RECORDED INFORMATION:
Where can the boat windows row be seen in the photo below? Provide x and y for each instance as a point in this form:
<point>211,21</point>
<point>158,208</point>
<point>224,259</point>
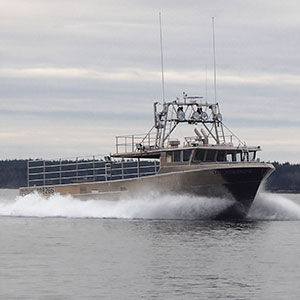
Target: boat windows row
<point>209,155</point>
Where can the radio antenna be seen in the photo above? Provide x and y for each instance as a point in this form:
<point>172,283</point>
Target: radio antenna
<point>162,61</point>
<point>214,53</point>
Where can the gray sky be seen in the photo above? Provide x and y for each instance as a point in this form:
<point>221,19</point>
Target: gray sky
<point>74,74</point>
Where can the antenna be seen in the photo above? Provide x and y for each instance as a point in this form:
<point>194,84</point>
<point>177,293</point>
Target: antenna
<point>162,61</point>
<point>206,83</point>
<point>214,52</point>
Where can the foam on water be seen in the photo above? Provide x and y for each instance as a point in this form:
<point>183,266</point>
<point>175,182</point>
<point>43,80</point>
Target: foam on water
<point>266,206</point>
<point>148,207</point>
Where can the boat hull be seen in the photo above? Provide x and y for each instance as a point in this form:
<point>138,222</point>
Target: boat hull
<point>238,182</point>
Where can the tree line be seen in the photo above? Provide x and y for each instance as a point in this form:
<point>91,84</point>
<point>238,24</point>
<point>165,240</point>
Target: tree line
<point>285,178</point>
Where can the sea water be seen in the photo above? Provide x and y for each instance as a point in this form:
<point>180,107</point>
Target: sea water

TASK TO CARRY OUT: Reproduce all of the data above word for word, omitting the pictures.

TASK RESPONSE:
Where can the boat windows row be seen in the photo below? Provide x and y for each instance as a point in this form:
<point>211,21</point>
<point>158,208</point>
<point>224,259</point>
Target: boat windows row
<point>209,155</point>
Where can the radio antenna be seen in the photo above? Provide x and y for each instance as a point in this form:
<point>172,283</point>
Target: radio antenna
<point>162,61</point>
<point>214,53</point>
Where can the gray sky be seen in the photo above? Provide x and y for each instance as a point in this form:
<point>221,19</point>
Target: gray sky
<point>74,74</point>
Where can the antenna be seen in the photo above? Provide x and y for each instance as a point in this form:
<point>194,84</point>
<point>177,293</point>
Target: antenna
<point>162,61</point>
<point>206,83</point>
<point>214,52</point>
Where can the foam on water be seen in the photo above? Provide x and y for each instance as a point in this form:
<point>183,266</point>
<point>175,182</point>
<point>43,80</point>
Target: foam on water
<point>266,206</point>
<point>148,207</point>
Where can the boat hull be seen in the photo above? Provide x and y for each instance as a point in this form:
<point>138,222</point>
Target: boat hull
<point>238,182</point>
Where can the tree line be seen in the photo above? Provide x and y for each instance as a point in this form:
<point>91,84</point>
<point>238,24</point>
<point>165,240</point>
Target: tree line
<point>285,178</point>
Where can the sea water be seen in the photo above? Provide x and y for each instance as a point in this form:
<point>180,107</point>
Target: sea water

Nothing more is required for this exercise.